**Excerpted records:**

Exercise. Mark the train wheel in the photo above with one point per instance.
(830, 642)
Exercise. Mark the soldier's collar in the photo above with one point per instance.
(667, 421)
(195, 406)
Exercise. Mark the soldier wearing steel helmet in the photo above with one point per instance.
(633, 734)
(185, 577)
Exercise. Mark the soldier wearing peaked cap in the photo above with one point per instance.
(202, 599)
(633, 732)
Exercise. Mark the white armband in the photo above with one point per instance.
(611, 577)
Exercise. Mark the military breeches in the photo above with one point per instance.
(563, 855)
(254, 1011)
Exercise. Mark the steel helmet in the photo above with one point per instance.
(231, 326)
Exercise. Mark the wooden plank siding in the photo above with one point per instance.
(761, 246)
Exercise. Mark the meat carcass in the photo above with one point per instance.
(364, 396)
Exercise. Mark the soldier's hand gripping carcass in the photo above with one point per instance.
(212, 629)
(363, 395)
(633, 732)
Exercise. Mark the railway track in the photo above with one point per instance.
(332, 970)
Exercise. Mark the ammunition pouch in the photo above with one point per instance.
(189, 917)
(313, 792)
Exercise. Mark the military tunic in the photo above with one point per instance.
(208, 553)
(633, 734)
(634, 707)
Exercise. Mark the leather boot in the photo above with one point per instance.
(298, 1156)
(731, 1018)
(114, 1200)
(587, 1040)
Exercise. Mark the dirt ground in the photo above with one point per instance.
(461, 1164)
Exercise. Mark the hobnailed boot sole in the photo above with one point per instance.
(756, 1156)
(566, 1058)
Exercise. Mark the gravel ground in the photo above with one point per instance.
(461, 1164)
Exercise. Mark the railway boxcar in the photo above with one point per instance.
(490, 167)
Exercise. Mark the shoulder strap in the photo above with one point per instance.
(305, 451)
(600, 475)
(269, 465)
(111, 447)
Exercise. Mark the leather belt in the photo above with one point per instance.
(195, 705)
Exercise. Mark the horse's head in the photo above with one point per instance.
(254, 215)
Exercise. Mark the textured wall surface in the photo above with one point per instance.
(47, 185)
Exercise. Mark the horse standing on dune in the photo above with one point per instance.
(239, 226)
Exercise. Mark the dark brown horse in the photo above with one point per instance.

**Task to complete:**
Copy all the entries verbatim.

**Answer for the task:**
Exercise. Mark the train wheel in the photo above with one point per instance.
(830, 642)
Exercise. Mark the soldier's collar in the photo above with one point per instance.
(667, 421)
(195, 406)
Exercise. Mark the soldier wearing steel helmet in the photo above with one point per instance.
(633, 734)
(185, 577)
Exercise. Mark the soldier wearing peaked cap in the photo above with one point per instance.
(202, 599)
(633, 732)
Exercise. Mark the white armband in the photo above with one point per instance.
(611, 577)
Exercise. Mark the military breeches in the photo above with one point per instance.
(563, 855)
(254, 1011)
Exercise. Mark the steel helmet in the photo above with one point per instance.
(231, 326)
Exercise. Mark the wooden plank siding in the photo above with one point per instance.
(761, 246)
Exercise. Mark the meat carcass in the photo above with one point per instance.
(364, 396)
Exercise. Mark the soldier's hand gripping carcass in the photo above with one point per instance.
(212, 629)
(363, 395)
(633, 732)
Exercise. Mark the railway track in the photo above with one point per instance.
(332, 970)
Exercise. Mark the ammunition pouch in the photo above with one point per instance.
(189, 917)
(313, 792)
Exercise. Mark the military tunic in the photo above with one point per instance.
(208, 553)
(633, 734)
(634, 707)
Exercise. Mark the leather boot in the photo above with one point per instance.
(298, 1156)
(731, 1018)
(114, 1200)
(587, 1040)
Exercise. Mark the dirt ground in the photo above with one point per instance.
(461, 1164)
Exercise. Mark the hobnailed boot sole in the photo above with one point per instance.
(756, 1156)
(566, 1058)
Exercise. Mark the gravel ground in the photo above with one point per instance.
(461, 1164)
Exercise. Mark the railway boxcar in the photo above with one point per instance.
(490, 167)
Exercise. Mark the shoulder strap in the photo above with one point per instance.
(305, 451)
(600, 475)
(269, 465)
(111, 447)
Exercise. Mark the leather belt in the photo above with one point per instance.
(195, 705)
Exercise. Mark the horse's head in the photo above with one point per instance.
(254, 215)
Exercise. Mark the textured wall surface in the photo above with one point per instance.
(47, 185)
Exercise. Mark the horse standing on dune in the photo above with one point per instance.
(239, 226)
Exercise. Mark the dark brown horse in the photo above with one point per instance.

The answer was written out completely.